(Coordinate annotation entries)
+++

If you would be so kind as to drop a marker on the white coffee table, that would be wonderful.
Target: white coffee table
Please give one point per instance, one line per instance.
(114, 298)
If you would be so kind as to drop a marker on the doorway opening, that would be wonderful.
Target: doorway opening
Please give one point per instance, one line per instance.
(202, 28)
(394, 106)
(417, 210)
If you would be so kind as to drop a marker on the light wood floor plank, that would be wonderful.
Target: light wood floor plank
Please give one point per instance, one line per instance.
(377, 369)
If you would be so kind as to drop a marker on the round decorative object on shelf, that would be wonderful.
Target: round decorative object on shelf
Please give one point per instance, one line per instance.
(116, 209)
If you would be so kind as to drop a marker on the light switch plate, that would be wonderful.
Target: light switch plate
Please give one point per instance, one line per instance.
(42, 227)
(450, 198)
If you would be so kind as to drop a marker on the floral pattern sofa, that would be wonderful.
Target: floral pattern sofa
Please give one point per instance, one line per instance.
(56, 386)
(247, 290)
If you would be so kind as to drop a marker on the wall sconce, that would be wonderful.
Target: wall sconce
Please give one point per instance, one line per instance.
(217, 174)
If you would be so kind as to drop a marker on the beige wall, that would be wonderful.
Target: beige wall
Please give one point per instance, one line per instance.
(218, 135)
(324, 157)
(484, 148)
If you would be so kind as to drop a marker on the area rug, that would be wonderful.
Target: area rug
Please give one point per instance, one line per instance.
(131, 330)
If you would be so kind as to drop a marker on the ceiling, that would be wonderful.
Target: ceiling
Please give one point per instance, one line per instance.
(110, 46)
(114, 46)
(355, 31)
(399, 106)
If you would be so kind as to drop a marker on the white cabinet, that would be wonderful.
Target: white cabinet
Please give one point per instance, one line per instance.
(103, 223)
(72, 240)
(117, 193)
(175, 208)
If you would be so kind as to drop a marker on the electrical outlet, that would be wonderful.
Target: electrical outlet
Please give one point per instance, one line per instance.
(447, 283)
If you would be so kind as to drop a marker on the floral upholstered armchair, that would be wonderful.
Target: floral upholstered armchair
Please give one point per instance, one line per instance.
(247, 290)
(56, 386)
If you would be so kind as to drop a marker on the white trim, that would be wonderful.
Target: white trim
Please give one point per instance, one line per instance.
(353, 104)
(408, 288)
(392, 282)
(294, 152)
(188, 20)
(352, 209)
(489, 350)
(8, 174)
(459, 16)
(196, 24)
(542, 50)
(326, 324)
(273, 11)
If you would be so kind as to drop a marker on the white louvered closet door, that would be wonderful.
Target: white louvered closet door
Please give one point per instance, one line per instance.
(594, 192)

+++

» **Written problem**: Reproduce every one of the entries above word for word, keeping each line as it appears.

» **Correct answer**:
If you would be so kind as to drop a marker on the white coffee table, that would be wonderful.
Target: white coffee table
Please give one point per instance, one line per instance.
(114, 298)
If you would be so kind as to drop a marker on the doorway opening, that would be wonderful.
Target: doorway opening
Please give one point per instance, one line per instance.
(202, 28)
(394, 106)
(417, 210)
If you would be so kind as to drop a marker on the light wood floor plank, that would be wonderful.
Target: light wood floor plank
Please give one point per instance, one line per instance.
(377, 369)
If you would be so kind as to drop a marker on the round decorative object on shelf, that would be wonderful.
Target: round decorative object on shelf
Please give one point per instance, one line per instance.
(116, 209)
If you would be so kind as to drop a marker on the light switch plate, that would be wonderful.
Target: light switch plate
Please give one point per instance, one line per instance.
(42, 227)
(450, 198)
If you would be so kind as to drop a marker on the floral pattern sofa, that would be wonderful.
Target: floral pattern sofa
Please give one point per instance, one line per instance.
(56, 386)
(247, 290)
If you would be so kind as to drop a marker on the wall sconce, that would be wonderful.
Target: wall sconce
Please give one point per instance, one line per instance.
(217, 174)
If you would be so kind as to drop a marker on the beige wall, that would be wonderful.
Target: beige wall
Please give one point per instance, one line per instance.
(218, 135)
(324, 157)
(484, 148)
If you would be so kind as to drop a marker on the area rug, that would be wonderful.
Target: area rug
Please give one point per instance, one line per instance.
(131, 330)
If you would be so kind as to drop a marker on the ceiling, that would be wonderful.
Target: ceiling
Please give one point per instance, one line per instance.
(110, 46)
(114, 46)
(355, 31)
(399, 106)
If you would be so kind as to drop a marker on the white cabinet, that would be wonderful.
Target: white cabinet
Please give one point per instance, one line per instance.
(103, 223)
(72, 240)
(117, 193)
(175, 208)
If you would be so kind as to drop a marker on the electrical outlet, that would be wonderful.
Target: electrical outlet
Please give one point per instance, one line per instance.
(447, 283)
If you would be so kind as to drop a marker on the floral upholstered armchair, that would be wonderful.
Target: floral upholstered armchair
Please give one point per instance, one line per instance.
(247, 290)
(56, 386)
If you would be so kind as to drop a marker on the white trim, that would be wonderful.
Target: white trim
Please give one point per instance, one line per instance.
(353, 104)
(408, 288)
(392, 282)
(294, 152)
(188, 20)
(352, 209)
(489, 350)
(8, 174)
(459, 16)
(196, 24)
(542, 50)
(326, 324)
(273, 11)
If you would be so kind as to drop a marker on the white louvered closet door, that would be wonderful.
Target: white louvered closet door
Please give one point per instance, one line per instance.
(594, 192)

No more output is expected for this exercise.